(Location identification entries)
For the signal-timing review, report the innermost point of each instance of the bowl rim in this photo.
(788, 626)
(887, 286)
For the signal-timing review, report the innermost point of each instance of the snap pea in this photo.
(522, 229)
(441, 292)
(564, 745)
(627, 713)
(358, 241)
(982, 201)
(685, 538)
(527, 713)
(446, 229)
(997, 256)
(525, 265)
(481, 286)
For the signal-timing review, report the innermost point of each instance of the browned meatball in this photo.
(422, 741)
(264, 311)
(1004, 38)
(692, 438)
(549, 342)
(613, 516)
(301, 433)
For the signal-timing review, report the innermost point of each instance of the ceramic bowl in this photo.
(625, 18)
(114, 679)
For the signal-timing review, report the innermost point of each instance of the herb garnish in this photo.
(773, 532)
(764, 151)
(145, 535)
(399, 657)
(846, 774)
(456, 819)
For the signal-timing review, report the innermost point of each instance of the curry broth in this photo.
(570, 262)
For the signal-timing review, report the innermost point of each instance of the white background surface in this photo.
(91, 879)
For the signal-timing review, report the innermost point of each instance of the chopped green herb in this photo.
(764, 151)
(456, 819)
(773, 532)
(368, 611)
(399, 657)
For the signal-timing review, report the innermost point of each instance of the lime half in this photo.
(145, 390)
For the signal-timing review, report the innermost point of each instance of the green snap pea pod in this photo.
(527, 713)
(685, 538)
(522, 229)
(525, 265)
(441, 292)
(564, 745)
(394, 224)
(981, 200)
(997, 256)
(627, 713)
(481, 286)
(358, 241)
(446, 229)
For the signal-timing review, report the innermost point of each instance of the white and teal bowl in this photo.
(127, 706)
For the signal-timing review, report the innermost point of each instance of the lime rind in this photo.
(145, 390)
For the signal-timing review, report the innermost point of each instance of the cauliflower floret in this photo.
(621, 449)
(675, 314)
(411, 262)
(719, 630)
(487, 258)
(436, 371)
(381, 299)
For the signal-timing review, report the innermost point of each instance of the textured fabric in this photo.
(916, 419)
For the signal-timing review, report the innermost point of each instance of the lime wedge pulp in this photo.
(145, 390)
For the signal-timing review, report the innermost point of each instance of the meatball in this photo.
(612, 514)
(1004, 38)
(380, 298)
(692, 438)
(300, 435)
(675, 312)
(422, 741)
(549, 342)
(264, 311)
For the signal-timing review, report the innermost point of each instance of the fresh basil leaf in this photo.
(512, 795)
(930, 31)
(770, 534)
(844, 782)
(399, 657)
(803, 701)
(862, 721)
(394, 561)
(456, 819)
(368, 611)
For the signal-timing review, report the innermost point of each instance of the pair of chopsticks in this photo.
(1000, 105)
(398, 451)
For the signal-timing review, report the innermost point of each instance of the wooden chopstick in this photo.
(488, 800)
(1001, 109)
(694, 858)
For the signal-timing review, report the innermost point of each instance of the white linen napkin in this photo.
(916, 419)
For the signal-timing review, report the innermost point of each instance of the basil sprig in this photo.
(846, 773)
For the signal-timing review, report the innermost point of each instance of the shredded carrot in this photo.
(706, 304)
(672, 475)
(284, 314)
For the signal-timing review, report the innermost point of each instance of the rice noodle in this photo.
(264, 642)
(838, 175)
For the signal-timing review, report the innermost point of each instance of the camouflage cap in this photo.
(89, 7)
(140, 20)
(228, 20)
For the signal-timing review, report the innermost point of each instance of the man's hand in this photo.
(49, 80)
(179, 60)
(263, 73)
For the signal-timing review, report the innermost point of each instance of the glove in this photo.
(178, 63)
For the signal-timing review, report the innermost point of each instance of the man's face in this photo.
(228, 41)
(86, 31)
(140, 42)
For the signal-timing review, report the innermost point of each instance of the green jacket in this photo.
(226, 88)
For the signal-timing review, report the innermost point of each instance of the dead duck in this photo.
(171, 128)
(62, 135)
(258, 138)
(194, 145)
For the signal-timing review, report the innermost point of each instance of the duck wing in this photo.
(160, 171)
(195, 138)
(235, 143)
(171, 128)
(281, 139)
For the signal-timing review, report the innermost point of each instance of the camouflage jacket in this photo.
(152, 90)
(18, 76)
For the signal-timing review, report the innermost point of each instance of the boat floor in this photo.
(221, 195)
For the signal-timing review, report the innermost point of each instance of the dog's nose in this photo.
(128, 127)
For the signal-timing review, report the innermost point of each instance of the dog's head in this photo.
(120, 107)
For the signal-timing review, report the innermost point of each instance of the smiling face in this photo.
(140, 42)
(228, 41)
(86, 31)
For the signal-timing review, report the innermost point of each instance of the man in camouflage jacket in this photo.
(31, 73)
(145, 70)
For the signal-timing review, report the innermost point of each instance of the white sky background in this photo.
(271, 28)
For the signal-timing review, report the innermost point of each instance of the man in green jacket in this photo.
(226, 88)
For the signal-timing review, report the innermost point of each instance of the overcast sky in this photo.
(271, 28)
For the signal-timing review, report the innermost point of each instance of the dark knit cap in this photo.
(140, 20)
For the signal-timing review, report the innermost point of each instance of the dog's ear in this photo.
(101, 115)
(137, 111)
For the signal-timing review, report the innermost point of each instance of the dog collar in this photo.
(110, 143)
* * *
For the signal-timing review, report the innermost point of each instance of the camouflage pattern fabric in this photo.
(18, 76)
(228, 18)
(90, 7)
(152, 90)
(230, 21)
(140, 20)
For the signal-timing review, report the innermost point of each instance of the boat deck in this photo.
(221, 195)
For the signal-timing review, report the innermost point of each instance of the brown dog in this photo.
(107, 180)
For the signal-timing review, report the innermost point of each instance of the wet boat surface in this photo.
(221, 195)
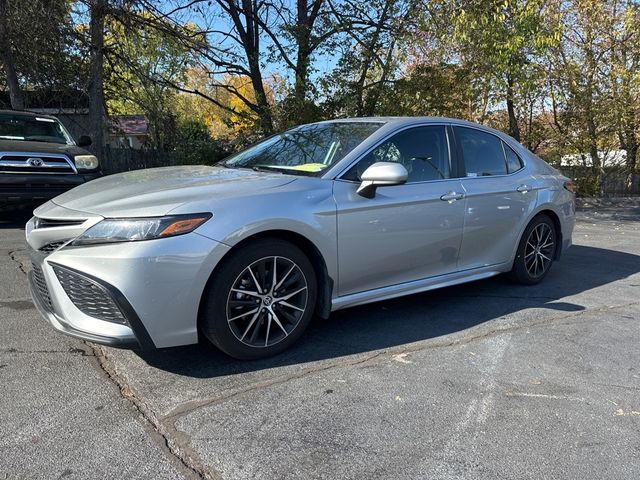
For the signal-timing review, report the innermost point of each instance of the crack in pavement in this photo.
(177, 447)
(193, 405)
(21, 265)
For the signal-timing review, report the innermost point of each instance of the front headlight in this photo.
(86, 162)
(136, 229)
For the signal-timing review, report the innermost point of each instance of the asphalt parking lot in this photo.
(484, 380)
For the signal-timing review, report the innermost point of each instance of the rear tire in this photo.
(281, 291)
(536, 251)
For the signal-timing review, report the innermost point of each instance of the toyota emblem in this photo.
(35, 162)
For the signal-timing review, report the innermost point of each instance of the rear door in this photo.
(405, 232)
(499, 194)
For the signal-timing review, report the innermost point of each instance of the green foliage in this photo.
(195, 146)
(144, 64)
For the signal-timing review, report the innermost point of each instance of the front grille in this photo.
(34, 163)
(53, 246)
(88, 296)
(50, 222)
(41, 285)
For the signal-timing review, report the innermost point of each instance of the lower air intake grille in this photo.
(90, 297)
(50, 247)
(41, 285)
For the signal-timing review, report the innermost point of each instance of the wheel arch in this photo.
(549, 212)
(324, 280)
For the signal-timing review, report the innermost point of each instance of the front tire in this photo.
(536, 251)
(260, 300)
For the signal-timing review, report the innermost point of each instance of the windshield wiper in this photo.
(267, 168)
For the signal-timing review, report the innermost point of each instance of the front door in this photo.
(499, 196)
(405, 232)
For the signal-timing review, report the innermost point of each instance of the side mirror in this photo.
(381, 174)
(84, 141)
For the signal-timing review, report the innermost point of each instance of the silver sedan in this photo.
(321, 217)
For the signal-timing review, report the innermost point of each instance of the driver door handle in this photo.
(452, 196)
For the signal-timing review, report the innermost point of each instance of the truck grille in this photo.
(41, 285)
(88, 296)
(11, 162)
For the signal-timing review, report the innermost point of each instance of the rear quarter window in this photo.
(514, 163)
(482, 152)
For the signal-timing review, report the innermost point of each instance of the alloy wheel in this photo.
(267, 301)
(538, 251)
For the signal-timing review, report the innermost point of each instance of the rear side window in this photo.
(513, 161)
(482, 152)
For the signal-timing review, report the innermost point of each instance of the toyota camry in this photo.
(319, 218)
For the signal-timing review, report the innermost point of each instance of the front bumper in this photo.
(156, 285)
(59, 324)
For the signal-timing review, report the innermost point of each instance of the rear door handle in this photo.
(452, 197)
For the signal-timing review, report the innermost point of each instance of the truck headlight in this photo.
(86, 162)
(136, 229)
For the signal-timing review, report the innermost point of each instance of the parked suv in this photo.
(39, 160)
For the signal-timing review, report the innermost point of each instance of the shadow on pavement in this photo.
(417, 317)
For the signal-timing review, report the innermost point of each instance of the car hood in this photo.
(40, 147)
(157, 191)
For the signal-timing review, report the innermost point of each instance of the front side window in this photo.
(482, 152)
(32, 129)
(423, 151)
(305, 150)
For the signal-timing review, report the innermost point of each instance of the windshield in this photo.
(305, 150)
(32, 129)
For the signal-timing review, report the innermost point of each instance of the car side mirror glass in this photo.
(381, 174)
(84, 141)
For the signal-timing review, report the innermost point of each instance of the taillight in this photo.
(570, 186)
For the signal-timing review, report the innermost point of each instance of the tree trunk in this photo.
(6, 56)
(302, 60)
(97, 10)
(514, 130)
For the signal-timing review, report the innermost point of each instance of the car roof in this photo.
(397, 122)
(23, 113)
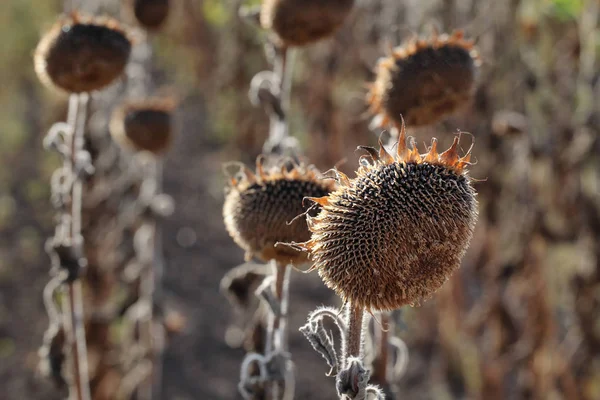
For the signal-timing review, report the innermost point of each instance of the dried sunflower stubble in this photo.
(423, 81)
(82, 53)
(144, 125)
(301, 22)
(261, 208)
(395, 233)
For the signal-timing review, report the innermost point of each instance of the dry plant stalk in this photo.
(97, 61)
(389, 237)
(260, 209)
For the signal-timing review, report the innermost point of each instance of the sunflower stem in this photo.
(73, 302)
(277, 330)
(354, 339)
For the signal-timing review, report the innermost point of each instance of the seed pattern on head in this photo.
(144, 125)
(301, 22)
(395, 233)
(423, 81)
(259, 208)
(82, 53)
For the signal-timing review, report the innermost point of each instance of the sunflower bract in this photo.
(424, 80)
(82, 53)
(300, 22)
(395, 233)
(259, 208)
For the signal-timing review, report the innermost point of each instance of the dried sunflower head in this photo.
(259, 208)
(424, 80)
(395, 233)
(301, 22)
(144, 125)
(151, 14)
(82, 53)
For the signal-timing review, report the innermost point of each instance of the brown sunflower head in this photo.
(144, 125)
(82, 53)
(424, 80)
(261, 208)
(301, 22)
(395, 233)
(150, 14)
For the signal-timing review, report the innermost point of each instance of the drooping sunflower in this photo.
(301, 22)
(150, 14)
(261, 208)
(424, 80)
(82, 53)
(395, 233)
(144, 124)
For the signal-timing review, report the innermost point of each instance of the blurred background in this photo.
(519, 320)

- _Job_
Please display each line of the entries above that contains the word "surface". Case matters.

- _Correct result_
For the signal-timing review, report the innermost point of each instance of the white background surface in this photo.
For the signal-timing review, report the innermost point of each instance of the wet boat surface in this photo.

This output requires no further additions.